_TASK STATEMENT_.
Which of the lines below hold "Target"? Please return each one.

_DATA FOR ANALYSIS_.
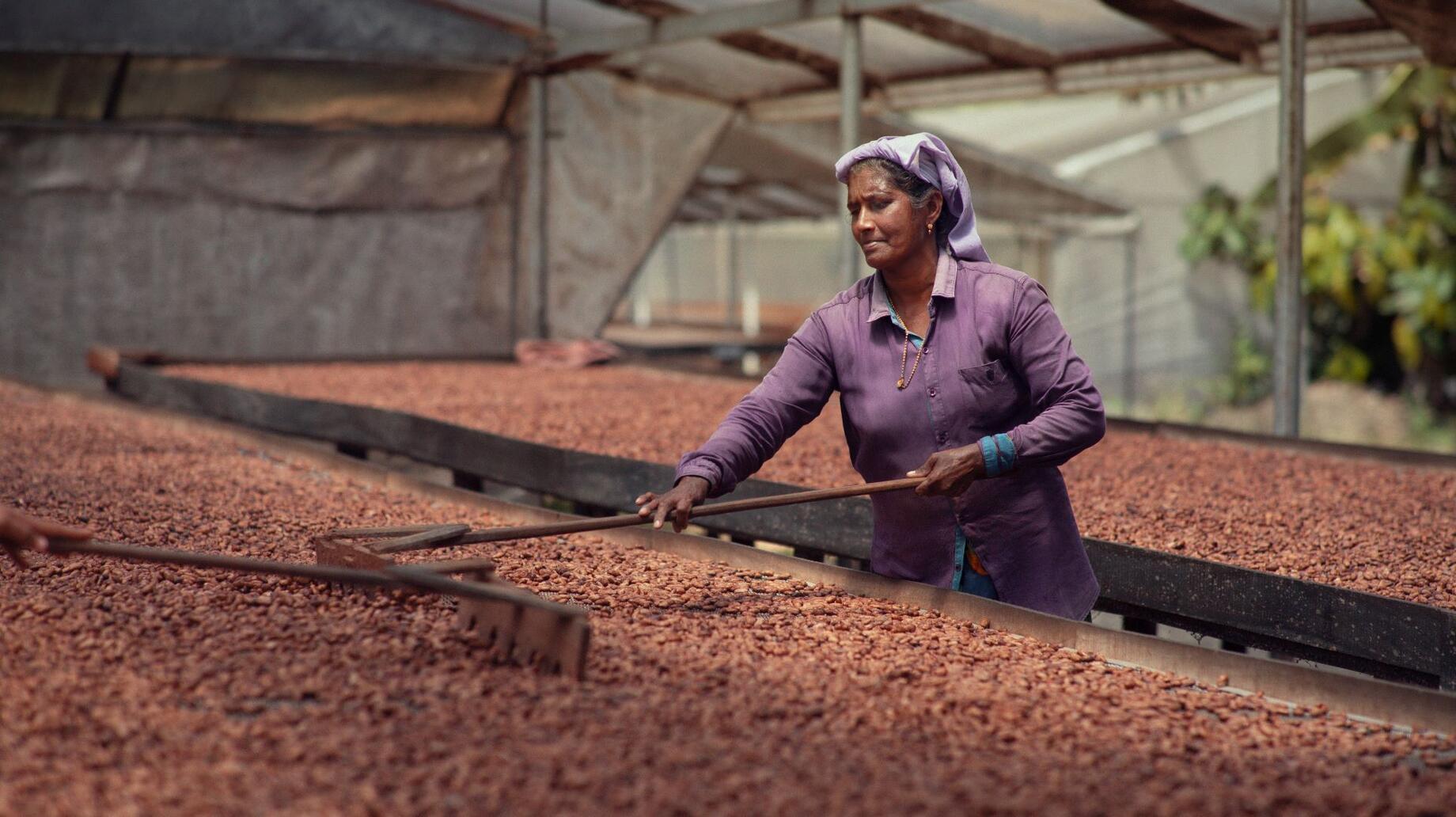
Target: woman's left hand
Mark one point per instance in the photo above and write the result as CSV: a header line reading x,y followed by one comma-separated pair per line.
x,y
950,472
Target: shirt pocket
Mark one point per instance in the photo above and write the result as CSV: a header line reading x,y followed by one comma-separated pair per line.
x,y
992,398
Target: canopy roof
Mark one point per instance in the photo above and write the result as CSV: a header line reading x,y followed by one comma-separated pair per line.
x,y
766,171
778,57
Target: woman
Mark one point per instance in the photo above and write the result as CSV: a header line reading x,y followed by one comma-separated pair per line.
x,y
948,367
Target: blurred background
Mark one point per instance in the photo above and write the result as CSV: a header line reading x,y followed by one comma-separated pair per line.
x,y
310,180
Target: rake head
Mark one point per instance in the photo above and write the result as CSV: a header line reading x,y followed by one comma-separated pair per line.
x,y
513,624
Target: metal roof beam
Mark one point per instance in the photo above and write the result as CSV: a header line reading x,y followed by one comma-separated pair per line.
x,y
362,31
1426,22
1194,27
715,24
1123,73
999,50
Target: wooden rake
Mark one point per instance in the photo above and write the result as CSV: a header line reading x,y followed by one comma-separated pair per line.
x,y
518,626
507,626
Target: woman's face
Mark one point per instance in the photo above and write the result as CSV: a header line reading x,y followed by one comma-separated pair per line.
x,y
885,225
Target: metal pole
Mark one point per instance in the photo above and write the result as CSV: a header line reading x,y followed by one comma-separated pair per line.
x,y
1289,312
851,92
731,226
1128,322
537,192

_RESULT FOR THIS TASK_.
Target: woman's left hand
Target: shirt pocket
Target: canopy roof
Target: woman
Target: blurred background
Target: rake head
Target: metal roof beam
Target: wooden rake
Target: woman's face
Target: metal pole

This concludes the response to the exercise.